_BRIEF A_. In the visualization tutorial, how long is the estimated time for the day's work?
_BRIEF B_. From the visualization tutorial, reproduce word for word the part that opens with the words containing "Key ggplot2 Plots" and closes with "the figure name.".
_BRIEF C_. Go on with the visualization tutorial from its last line.

_DOCUMENT SECTION_.
Day 9: Visualization & Publication - Making Data Tell Stories
| Estimated Time: 4-6 hours | Difficulty: Intermediate | Prerequisites: Days 1-8 (Analyzed data ready) |
📚 Table of Contents
- Introduction
- Part I: Quick R/ggplot2 Overview
- Part II: Python Visualizations
- Part III: Specialized Tools
- Part IV: Interactive Visualizations
- Publication Guidelines
🎯 Introduction
You’ve generated amazing data. Now make it beautiful.
Why Visualization Matters
Bad visualization:
- ❌ Hides patterns
- ❌ Confuses readers
- ❌ Gets papers rejected
Good visualization:
- ✅ Reveals patterns instantly
- ✅ Tells compelling stories
- ✅ Makes papers memorable
Today’s Goal
Create publication-quality figures that journals accept and readers love.
📊 Part I: Quick R/ggplot2 Overview
ggplot2 Basics
Quick example:
library(ggplot2)
# Abundance plot
ggplot(abundance_data, aes(x = Sample, y = Abundance, fill = Phylum)) +
geom_bar(stat = "identity") +
theme_minimal() +
labs(title = "Community Composition",
x = "Sample", y = "Relative Abundance (%)") +
theme(axis.text.x = element_text(angle = 45, hjust = 1))
Key ggplot2 Plots for Metagenomics
- Stacked barplots - Taxonomic composition
- Boxplots - Alpha diversity
- PCA/NMDS - Ordination
- Heatmaps - Gene/MAG abundance
- Faceted plots - Multiple samples
Try ggplots and compare your image with toy data plots. look for R in the figure name.
🐍 Part II: Python Visualizations
Why Python for Visualization?
✅ Matplotlib - Publication-quality static plots
✅ Seaborn - Statistical visualizations
✅ Plotly - Interactive plots
✅ Bokeh - Dashboard-style plots
✅ Integration - Works with pandas, numpy
📊 1. Matplotlib - Foundation
Installation
pip install matplotlib seaborn pandas numpy
Personal advice : Use visual code studio for all plots.

_SOURCE DATA_.
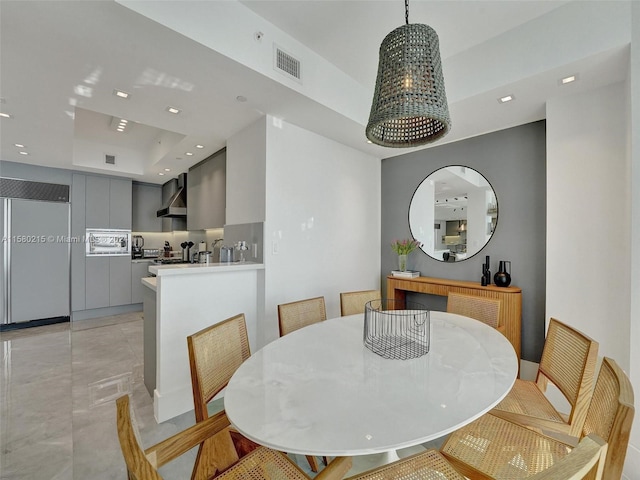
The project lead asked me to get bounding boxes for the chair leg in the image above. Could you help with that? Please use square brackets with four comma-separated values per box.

_RESPONSE AREA A_. 4-6 hours

_RESPONSE AREA B_.
Key ggplot2 Plots for Metagenomics
- Stacked barplots - Taxonomic composition
- Boxplots - Alpha diversity
- PCA/NMDS - Ordination
- Heatmaps - Gene/MAG abundance
- Faceted plots - Multiple samples
Try ggplots and compare your image with toy data plots. look for R in the figure name.

_RESPONSE AREA C_.
Basic Taxonomy Barplot
Try Basic taxonomy barplot and compare your image with basic_taxonomy_py
Alpha Diversity Boxplot
Try Alpha Diversity Boxplot and compare your image with alpha_diversity_py
🎨 2. Seaborn - Statistical Plots
Heatmap with Clustering
Try Heatmap with Clustering and compare your image with heatmap
Correlation Heatmap
Try correlation and compare your image with Correlation_py
Pairplot for Multivariate Data
Try Pairplot and compare your image with Pairplot
🌐 3. Plotly - Interactive Plots
Interactive Taxonomy Sunburst
Try Interactive taxonomy .py and compare your image with interactive tax plot
Interactive Scatter with Annotations
Try Scatter plot and compare your image with scatter-toydata
See my full visualization series for:
👉 Heatmaps
🍩 Part III: Specialized Tools
🌳 1. Krona - Taxonomic Visualization
Krona creates beautiful interactive taxonomic wheels.
Installation
# Download Krona
git clone https://github.com/marbl/Krona.git
cd Krona/KronaTools
./install.pl
# Update taxonomy
./updateTaxonomy.sh
Creating Krona Plot
# From Kraken2 output
ktImportTaxonomy \
-q 2 -t 3 \
kraken2_output.txt \
-o krona_taxonomy.html
# From BLAST results
ktImportBLAST \
blast_results.txt \
-o krona_blast.html
# From taxonomy table
# Format: count, taxonomy (tab-separated)
ktImportText \
taxonomy_counts.txt \
-o krona_custom.html
Krona Input Format
# taxonomy_counts.txt
150 Bacteria;Proteobacteria;Gammaproteobacteria;Enterobacterales
89 Bacteria;Firmicutes;Bacilli;Lactobacillales
67 Bacteria;Bacteroidetes;Bacteroidia;Bacteroidales
45 Bacteria;Actinobacteria;Actinobacteria;Actinomycetales
Output: Interactive HTML with zoom, search, and hierarchy navigation
⭕ 2. Circos - Genome Comparisons
Circos creates circular genome visualizations.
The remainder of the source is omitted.